-- INSTRUCTIONS FOR THE TASK --
Rewrite all of the records below, replacing every occurrence of "example of the format" with "sample of the layout" and leaving everything else unchanged.

Outline annotation records:
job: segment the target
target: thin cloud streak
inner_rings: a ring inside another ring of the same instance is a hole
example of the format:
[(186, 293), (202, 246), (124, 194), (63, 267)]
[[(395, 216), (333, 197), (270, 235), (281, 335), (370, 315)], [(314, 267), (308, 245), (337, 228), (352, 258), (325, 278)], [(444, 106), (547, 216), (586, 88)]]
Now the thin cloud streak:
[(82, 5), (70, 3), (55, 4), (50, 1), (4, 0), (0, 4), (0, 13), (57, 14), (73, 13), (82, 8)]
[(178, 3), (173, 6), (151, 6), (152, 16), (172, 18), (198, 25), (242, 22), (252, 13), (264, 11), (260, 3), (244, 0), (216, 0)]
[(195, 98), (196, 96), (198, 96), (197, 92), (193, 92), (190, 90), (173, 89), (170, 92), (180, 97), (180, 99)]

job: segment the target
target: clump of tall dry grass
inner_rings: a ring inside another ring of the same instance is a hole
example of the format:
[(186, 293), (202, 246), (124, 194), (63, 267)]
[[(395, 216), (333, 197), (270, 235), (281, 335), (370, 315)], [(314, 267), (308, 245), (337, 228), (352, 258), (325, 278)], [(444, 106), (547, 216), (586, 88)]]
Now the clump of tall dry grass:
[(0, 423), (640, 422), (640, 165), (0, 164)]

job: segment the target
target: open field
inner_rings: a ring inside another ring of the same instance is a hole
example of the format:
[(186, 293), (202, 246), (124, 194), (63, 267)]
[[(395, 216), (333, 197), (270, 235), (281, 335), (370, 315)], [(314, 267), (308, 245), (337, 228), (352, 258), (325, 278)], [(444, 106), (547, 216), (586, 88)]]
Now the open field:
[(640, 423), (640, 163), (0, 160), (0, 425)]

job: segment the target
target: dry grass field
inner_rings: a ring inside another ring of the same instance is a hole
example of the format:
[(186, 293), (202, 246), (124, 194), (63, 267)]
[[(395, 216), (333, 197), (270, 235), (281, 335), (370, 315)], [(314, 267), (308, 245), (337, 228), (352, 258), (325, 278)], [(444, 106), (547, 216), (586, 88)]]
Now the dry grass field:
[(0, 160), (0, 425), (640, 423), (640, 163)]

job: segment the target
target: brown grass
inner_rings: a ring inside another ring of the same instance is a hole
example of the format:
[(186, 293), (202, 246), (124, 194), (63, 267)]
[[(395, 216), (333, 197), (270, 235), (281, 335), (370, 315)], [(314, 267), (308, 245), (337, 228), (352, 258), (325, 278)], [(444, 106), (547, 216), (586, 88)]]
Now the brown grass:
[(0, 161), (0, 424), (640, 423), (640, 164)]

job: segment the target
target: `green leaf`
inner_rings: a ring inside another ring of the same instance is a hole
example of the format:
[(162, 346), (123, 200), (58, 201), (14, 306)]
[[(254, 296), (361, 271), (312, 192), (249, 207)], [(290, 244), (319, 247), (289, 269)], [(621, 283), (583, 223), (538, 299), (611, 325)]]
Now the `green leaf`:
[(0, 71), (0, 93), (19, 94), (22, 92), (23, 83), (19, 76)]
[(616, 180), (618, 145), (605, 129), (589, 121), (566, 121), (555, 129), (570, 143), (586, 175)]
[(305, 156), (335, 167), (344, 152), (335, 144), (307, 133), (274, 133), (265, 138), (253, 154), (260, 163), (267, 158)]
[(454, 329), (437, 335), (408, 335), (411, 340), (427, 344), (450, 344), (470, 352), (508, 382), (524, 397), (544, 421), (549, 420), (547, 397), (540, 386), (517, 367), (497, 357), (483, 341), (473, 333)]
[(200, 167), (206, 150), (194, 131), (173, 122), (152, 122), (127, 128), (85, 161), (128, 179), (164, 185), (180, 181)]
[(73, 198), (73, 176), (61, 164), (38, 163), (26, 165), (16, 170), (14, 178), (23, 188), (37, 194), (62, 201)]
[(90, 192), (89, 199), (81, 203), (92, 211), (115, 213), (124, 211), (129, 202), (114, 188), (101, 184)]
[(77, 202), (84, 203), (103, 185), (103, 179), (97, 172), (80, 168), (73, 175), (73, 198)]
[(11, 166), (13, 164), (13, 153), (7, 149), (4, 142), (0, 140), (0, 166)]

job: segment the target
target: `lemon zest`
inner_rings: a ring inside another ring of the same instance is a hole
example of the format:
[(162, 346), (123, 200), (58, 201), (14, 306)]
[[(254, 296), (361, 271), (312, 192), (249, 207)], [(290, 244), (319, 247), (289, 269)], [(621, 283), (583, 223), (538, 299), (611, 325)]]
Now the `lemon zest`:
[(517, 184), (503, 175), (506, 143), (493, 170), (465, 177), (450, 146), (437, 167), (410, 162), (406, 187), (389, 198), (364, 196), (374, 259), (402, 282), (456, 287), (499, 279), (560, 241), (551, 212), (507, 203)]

-- RESULT --
job: segment the target
target: thin cloud streak
inner_rings: a ring inside another ring of the same instance is a hole
sample of the layout:
[(186, 293), (202, 246), (124, 194), (63, 267)]
[[(395, 216), (333, 197), (270, 235), (281, 335), (370, 315)], [(314, 267), (308, 245), (337, 228), (352, 258), (325, 278)], [(444, 106), (547, 216), (586, 88)]]
Now the thin cloud streak:
[(82, 5), (70, 3), (55, 4), (50, 1), (4, 0), (0, 4), (0, 13), (57, 14), (73, 13), (82, 8)]
[(178, 3), (173, 6), (151, 6), (152, 16), (172, 18), (198, 25), (242, 22), (252, 13), (264, 11), (260, 3), (244, 0), (216, 0)]
[(195, 98), (196, 96), (198, 96), (197, 92), (193, 92), (190, 90), (173, 89), (170, 92), (180, 97), (180, 99)]

job: segment the target
target: clump of tall dry grass
inner_rings: a ring inside another ring of the same instance is a hole
sample of the layout:
[(186, 293), (202, 246), (124, 194), (63, 267)]
[[(395, 216), (333, 197), (270, 235), (281, 335), (370, 315)], [(314, 267), (308, 245), (337, 228), (352, 258), (325, 278)], [(444, 106), (547, 216), (586, 88)]]
Now the clump of tall dry grass:
[(0, 423), (640, 422), (640, 165), (0, 164)]

job: segment the target
target: open field
inner_rings: a ring inside another ring of the same instance is a hole
sample of the layout:
[(186, 293), (202, 246), (124, 194), (63, 267)]
[[(395, 216), (333, 197), (270, 235), (281, 335), (370, 315)], [(314, 267), (308, 245), (337, 228), (352, 258), (325, 278)], [(444, 106), (547, 216), (586, 88)]]
Now the open field:
[(640, 423), (640, 163), (0, 160), (0, 425)]

job: segment the target
target: dry grass field
inner_rings: a ring inside another ring of the same instance is a hole
sample of the layout:
[(186, 293), (202, 246), (124, 194), (63, 267)]
[[(395, 216), (333, 197), (270, 235), (281, 335), (370, 315)], [(314, 267), (308, 245), (337, 228), (352, 258), (325, 278)], [(444, 106), (547, 216), (586, 88)]]
Now the dry grass field:
[(0, 160), (0, 425), (640, 423), (640, 163)]

job: segment the target
target: brown grass
inner_rings: a ring inside another ring of the same instance is a hole
sample of the layout:
[(186, 293), (202, 246), (124, 194), (63, 267)]
[[(395, 216), (333, 197), (270, 235), (281, 335), (370, 315)], [(314, 267), (308, 245), (337, 228), (352, 258), (325, 278)], [(444, 106), (547, 216), (586, 88)]]
Now the brown grass:
[(0, 161), (0, 424), (640, 423), (640, 164)]

job: segment the target
target: `green leaf`
inner_rings: a ring inside another ring of the same instance is a hole
sample of the layout:
[(162, 346), (123, 200), (58, 201), (14, 306)]
[[(254, 296), (361, 271), (312, 192), (249, 207)], [(290, 244), (319, 247), (289, 269)], [(621, 283), (583, 223), (538, 299), (611, 325)]]
Now the `green leaf`:
[(0, 71), (0, 93), (19, 94), (22, 92), (23, 83), (19, 76)]
[(616, 180), (618, 145), (605, 129), (589, 121), (566, 121), (555, 129), (570, 143), (586, 175)]
[(305, 156), (335, 167), (344, 152), (335, 144), (307, 133), (274, 133), (265, 138), (253, 154), (260, 163), (267, 158)]
[(454, 329), (437, 335), (408, 335), (411, 340), (427, 344), (450, 344), (470, 352), (508, 382), (524, 397), (544, 421), (549, 420), (547, 397), (540, 386), (517, 367), (497, 357), (483, 341), (473, 333)]
[(200, 167), (206, 150), (194, 131), (173, 122), (152, 122), (127, 128), (85, 161), (128, 179), (164, 185), (180, 181)]
[(73, 198), (73, 176), (61, 164), (38, 163), (26, 165), (16, 170), (14, 178), (23, 188), (37, 194), (62, 201)]
[(90, 192), (89, 199), (81, 203), (92, 211), (115, 213), (124, 211), (129, 202), (114, 188), (101, 184)]
[(77, 202), (84, 203), (103, 185), (103, 179), (97, 172), (80, 168), (73, 175), (73, 198)]
[(11, 166), (13, 164), (13, 153), (7, 149), (4, 142), (0, 140), (0, 166)]

job: segment the target
target: `lemon zest`
inner_rings: a ring inside another ring of the same instance is a hole
sample of the layout:
[(162, 346), (123, 200), (58, 201), (14, 306)]
[[(254, 296), (361, 271), (312, 192), (249, 207)], [(290, 244), (319, 247), (289, 269)], [(621, 283), (583, 223), (538, 299), (611, 325)]]
Now the `lemon zest`:
[(517, 184), (503, 175), (506, 143), (493, 170), (465, 177), (450, 146), (437, 167), (410, 162), (406, 187), (389, 198), (364, 196), (374, 259), (402, 282), (456, 287), (499, 279), (560, 241), (551, 212), (507, 203)]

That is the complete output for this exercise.